Your goal: Rewrite the items below, replacing every instance of "perception module" with "vision system" and keeping all other text identical.
+++++
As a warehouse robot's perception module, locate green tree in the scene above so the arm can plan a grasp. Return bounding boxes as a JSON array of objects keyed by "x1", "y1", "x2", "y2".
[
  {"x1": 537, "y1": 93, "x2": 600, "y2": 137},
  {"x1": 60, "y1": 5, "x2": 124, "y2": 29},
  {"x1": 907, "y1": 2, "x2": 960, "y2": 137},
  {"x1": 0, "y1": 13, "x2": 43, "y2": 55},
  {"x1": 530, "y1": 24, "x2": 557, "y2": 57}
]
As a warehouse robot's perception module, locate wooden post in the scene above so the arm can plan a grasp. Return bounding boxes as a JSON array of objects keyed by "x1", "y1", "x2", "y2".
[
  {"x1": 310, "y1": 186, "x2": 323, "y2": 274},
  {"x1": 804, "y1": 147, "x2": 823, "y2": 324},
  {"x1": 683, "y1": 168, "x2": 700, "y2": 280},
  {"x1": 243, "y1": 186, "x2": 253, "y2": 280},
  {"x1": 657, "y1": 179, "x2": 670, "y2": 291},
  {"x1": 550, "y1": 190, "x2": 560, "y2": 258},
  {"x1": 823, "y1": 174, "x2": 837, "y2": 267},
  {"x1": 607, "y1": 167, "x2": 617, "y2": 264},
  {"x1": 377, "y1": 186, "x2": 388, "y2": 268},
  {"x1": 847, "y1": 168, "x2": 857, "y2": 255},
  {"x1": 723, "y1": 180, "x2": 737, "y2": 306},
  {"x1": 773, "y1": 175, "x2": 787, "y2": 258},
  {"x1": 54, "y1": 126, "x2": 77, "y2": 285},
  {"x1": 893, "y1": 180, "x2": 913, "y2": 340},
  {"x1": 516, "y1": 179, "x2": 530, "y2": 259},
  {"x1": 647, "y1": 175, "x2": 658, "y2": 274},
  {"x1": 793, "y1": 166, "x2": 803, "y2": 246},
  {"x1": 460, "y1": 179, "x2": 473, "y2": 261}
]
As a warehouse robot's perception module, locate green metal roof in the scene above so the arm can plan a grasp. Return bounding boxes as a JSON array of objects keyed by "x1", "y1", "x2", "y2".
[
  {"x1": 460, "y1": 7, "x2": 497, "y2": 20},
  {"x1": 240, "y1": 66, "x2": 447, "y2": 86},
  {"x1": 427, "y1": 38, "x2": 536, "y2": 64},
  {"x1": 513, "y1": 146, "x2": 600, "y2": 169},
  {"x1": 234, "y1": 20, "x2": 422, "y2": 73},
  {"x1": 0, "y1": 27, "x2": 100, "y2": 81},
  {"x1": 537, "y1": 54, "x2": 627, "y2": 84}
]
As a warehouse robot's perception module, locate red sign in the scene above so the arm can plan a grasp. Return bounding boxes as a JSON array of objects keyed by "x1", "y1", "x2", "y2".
+++++
Final answer:
As a warehouse robot's vision system, locate green tree in the scene above so the arm can plan a grasp. Return bounding boxes as a JSON array of objects keyed by "x1", "y1", "x2", "y2".
[
  {"x1": 537, "y1": 93, "x2": 600, "y2": 137},
  {"x1": 60, "y1": 5, "x2": 124, "y2": 29},
  {"x1": 907, "y1": 2, "x2": 960, "y2": 137},
  {"x1": 0, "y1": 13, "x2": 43, "y2": 55},
  {"x1": 530, "y1": 24, "x2": 557, "y2": 57}
]
As a warehouse robot's vision system, locate wooden post in the scene above so the arm can plan a grasp. Return bounding boxes as a JSON array of objects keyed by "x1", "y1", "x2", "y2".
[
  {"x1": 310, "y1": 186, "x2": 323, "y2": 274},
  {"x1": 804, "y1": 147, "x2": 823, "y2": 324},
  {"x1": 683, "y1": 168, "x2": 700, "y2": 280},
  {"x1": 243, "y1": 186, "x2": 253, "y2": 280},
  {"x1": 657, "y1": 179, "x2": 670, "y2": 291},
  {"x1": 550, "y1": 190, "x2": 560, "y2": 258},
  {"x1": 823, "y1": 174, "x2": 837, "y2": 267},
  {"x1": 607, "y1": 167, "x2": 617, "y2": 264},
  {"x1": 377, "y1": 186, "x2": 388, "y2": 268},
  {"x1": 847, "y1": 168, "x2": 857, "y2": 255},
  {"x1": 723, "y1": 180, "x2": 737, "y2": 306},
  {"x1": 773, "y1": 175, "x2": 787, "y2": 258},
  {"x1": 54, "y1": 126, "x2": 77, "y2": 285},
  {"x1": 893, "y1": 180, "x2": 913, "y2": 340},
  {"x1": 516, "y1": 179, "x2": 530, "y2": 259},
  {"x1": 647, "y1": 175, "x2": 658, "y2": 274},
  {"x1": 793, "y1": 166, "x2": 803, "y2": 246},
  {"x1": 460, "y1": 179, "x2": 473, "y2": 261}
]
As a warehouse robot's vision system, locate green metal roof in the scene above so the arm can plan a grasp. Return bounding boxes as a JSON array of objects keyed by "x1", "y1", "x2", "y2".
[
  {"x1": 460, "y1": 7, "x2": 497, "y2": 20},
  {"x1": 240, "y1": 66, "x2": 447, "y2": 86},
  {"x1": 427, "y1": 38, "x2": 536, "y2": 64},
  {"x1": 513, "y1": 146, "x2": 600, "y2": 169},
  {"x1": 234, "y1": 20, "x2": 422, "y2": 73},
  {"x1": 0, "y1": 27, "x2": 100, "y2": 81},
  {"x1": 537, "y1": 54, "x2": 627, "y2": 84}
]
As a warehouse robot's vision system, locate red sign in the scene above so the arm can plan a grasp. Return bounding boxes as a JSON array of objects keyed by "x1", "y1", "x2", "y2".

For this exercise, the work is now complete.